#### REQUIRED WORK:
Within the records below, reproduce without change the lines from the line that has "Scan for bird's leg." through the line that has "Scan for juvenile heron.", and only those.
* * * * * * *
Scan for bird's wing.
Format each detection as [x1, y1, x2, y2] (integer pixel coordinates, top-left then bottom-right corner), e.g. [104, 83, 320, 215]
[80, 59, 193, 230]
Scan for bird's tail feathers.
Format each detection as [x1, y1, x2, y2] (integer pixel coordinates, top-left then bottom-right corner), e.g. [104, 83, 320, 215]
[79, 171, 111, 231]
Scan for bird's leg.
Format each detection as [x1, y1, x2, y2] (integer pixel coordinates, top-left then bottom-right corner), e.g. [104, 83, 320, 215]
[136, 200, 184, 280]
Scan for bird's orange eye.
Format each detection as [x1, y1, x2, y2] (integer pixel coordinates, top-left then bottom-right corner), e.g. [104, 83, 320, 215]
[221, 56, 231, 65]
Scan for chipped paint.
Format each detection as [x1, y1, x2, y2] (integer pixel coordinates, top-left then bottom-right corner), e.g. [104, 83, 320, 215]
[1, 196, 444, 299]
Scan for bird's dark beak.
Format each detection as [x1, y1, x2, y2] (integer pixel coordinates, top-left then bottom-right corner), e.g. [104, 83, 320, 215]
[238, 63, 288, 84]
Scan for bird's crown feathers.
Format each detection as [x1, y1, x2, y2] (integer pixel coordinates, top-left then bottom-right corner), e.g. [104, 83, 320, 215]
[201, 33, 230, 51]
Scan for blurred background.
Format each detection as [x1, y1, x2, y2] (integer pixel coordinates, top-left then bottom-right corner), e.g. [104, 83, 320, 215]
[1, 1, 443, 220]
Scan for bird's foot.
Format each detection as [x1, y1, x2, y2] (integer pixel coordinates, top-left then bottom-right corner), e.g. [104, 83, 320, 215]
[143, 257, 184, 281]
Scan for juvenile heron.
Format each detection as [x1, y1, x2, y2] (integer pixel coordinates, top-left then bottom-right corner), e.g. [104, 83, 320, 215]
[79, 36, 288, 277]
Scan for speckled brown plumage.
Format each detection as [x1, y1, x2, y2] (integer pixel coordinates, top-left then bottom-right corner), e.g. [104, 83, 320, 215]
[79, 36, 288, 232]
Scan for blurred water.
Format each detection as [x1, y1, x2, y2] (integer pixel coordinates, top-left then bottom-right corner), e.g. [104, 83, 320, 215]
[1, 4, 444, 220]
* * * * * * *
#### RESPONSE TO THE TASK:
Scan for bird's leg.
Format each detection as [x1, y1, x2, y2] (integer pixel coordinates, top-left then bottom-right corner), e.g. [104, 83, 320, 215]
[136, 200, 184, 280]
Scan for bird's orange eye.
Format each detection as [x1, y1, x2, y2] (integer pixel coordinates, top-left then bottom-right corner), e.g. [104, 83, 320, 215]
[221, 56, 231, 65]
Scan for chipped paint.
Format each detection as [x1, y1, x2, y2] (integer pixel coordinates, top-left then bottom-right corner), e.g. [104, 83, 320, 215]
[1, 196, 444, 299]
Scan for bird's dark beak.
Format each detection as [x1, y1, x2, y2] (integer pixel coordinates, top-left then bottom-right corner), e.g. [104, 83, 320, 215]
[238, 63, 288, 84]
Scan for bird's crown feathers.
Format each detection as [x1, y1, x2, y2] (integer pixel coordinates, top-left then bottom-right corner), e.g. [104, 83, 320, 215]
[201, 33, 230, 51]
Scan for blurred background.
Format each detection as [x1, y1, x2, y2] (integer pixel coordinates, top-left then bottom-right corner), e.g. [104, 83, 320, 215]
[1, 1, 443, 220]
Scan for bird's foot.
Format each detection as [x1, y1, x2, y2] (integer pixel coordinates, top-left then bottom-right corner), e.g. [104, 83, 320, 215]
[143, 257, 184, 281]
Scan for juvenile heron.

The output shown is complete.